**Exercise objective:**
Output the records exactly, every one of them.

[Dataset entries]
———

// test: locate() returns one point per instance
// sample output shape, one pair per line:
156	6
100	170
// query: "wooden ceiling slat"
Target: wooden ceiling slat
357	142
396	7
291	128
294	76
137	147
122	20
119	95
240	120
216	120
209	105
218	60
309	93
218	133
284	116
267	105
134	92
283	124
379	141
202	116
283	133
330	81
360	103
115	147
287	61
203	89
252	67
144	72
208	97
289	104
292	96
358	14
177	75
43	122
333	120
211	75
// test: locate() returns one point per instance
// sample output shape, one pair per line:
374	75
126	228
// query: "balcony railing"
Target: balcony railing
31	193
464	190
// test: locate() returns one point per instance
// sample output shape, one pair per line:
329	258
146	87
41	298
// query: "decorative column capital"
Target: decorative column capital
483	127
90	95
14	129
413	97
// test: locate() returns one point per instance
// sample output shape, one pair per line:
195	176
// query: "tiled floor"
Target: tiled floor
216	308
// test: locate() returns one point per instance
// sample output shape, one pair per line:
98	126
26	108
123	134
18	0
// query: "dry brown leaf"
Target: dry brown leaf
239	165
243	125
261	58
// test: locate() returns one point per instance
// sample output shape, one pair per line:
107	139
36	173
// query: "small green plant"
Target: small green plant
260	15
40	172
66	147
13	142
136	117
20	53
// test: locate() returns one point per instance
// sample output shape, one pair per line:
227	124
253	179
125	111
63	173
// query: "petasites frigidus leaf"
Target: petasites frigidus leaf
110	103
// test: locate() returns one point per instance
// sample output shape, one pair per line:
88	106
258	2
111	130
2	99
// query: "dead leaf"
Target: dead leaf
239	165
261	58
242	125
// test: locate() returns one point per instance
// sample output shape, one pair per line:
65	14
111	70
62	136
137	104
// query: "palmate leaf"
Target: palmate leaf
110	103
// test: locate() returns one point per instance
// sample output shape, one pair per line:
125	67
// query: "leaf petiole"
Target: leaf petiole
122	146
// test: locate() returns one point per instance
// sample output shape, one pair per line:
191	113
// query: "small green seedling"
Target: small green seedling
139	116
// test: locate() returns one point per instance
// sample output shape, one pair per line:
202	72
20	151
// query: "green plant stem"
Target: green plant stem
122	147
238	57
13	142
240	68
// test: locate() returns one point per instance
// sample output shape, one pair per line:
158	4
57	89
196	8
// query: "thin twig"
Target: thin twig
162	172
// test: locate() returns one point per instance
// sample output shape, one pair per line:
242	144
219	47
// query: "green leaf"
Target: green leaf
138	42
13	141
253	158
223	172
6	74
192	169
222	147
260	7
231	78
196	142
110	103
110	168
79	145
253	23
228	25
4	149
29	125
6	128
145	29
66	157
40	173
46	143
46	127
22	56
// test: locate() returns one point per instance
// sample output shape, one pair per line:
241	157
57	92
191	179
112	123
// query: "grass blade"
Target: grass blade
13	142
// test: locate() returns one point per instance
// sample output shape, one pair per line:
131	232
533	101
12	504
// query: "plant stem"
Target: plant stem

———

**Response area:**
// test: locate() returns one point per instance
// sample output shape, one pair per line:
156	6
100	170
// query: "wooden ceiling slat"
Target: wooden ceiling slat
357	142
396	7
291	128
294	76
137	147
122	20
119	95
240	120
216	120
209	105
218	60
309	93
218	133
284	116
267	105
134	92
283	124
379	141
202	116
283	133
330	81
360	103
115	147
287	61
203	89
252	67
144	72
208	97
289	104
292	96
358	14
177	75
43	122
333	120
211	75
// test: locate() returns one point per instance
// sample output shape, one pair per line:
374	75
126	228
// query: "balcony railing"
Target: balcony railing
31	193
464	190
// test: locate() returns one point per instance
// sample output shape, one pair per line:
329	258
146	87
41	298
// query: "decorative column capital"
Target: decorative column capital
483	127
90	95
14	129
413	97
// test: locate() returns one point per instance
// sample output shape, one pair per line:
195	176
// query: "tiled floor"
Target: tiled floor
216	308
// test: locate() returns one point per instance
// sample output shape, one pair per line:
98	126
26	108
123	134
18	0
// query: "dry brown leaf"
Target: dry brown leaf
239	165
243	125
261	58
// test: locate() returns one point per instance
// sample output shape, one pair per line:
107	139
36	173
// query: "small green plant"
Target: small green plant
260	15
40	172
66	147
13	142
136	117
20	53
// test: locate() returns one point per instance
// sample output shape, one pair per line:
227	124
253	179
125	111
63	173
// query: "petasites frigidus leaf"
Target: petasites frigidus leaf
110	103
// test: locate() returns one point per instance
// sample output shape, one pair per line:
88	106
258	2
111	130
2	99
// query: "dead leaf"
Target: dead leaf
239	165
261	58
242	125
// test: locate() returns one point per instance
// sample output shape, one pair per line:
65	14
111	70
62	136
137	104
// query: "palmate leaf"
Target: palmate leaf
110	103
// test: locate() returns one point per instance
// sample output shape, one pair per line:
125	67
// query: "leaf petiole"
Target: leaf petiole
122	146
// test: locate() returns one point per instance
// sample output shape, one pair per line:
191	113
// query: "small green seedling"
Target: small green seedling
139	116
// test: locate() returns one point per instance
// sample output shape, one pair per line:
202	72
20	151
// query: "green plant stem"
Target: green plant stem
122	147
238	57
13	142
240	68
// test: locate() returns one point per instance
// sample output shape, one pair per line:
158	4
57	89
196	8
// query: "thin twig"
Target: thin twig
162	172
// test: locate() returns one point per instance
// sample output shape, one pair per line:
242	144
219	47
// query: "green leaf"
Target: green leaf
138	42
13	141
253	158
223	172
6	74
192	169
222	147
260	7
231	78
196	142
110	103
110	168
79	145
253	23
228	25
4	149
29	125
6	128
145	29
66	157
40	173
46	143
46	127
22	56
// test: locate() returns one point per instance
// sample output shape, one pair per line:
241	157
57	92
191	179
112	123
// query: "grass blade"
Target: grass blade
13	142
// test: locate() returns one point per instance
// sample output shape, one pair per line:
131	232
533	101
12	504
// query: "plant stem"
Target: plant stem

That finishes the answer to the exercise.